__Task details__: Return each line of the data below unchanged, please.

··· Records for this exercise ···

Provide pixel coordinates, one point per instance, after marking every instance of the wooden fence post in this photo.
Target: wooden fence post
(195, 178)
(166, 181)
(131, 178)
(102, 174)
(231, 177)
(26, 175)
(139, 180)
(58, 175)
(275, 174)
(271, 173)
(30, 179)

···

__Final answer__:
Provide pixel coordinates, one point per instance, after marking every instance of the wooden fence post in this photo.
Target: wooden fence post
(195, 178)
(166, 181)
(131, 178)
(102, 174)
(231, 177)
(26, 175)
(139, 180)
(58, 175)
(275, 174)
(271, 173)
(30, 179)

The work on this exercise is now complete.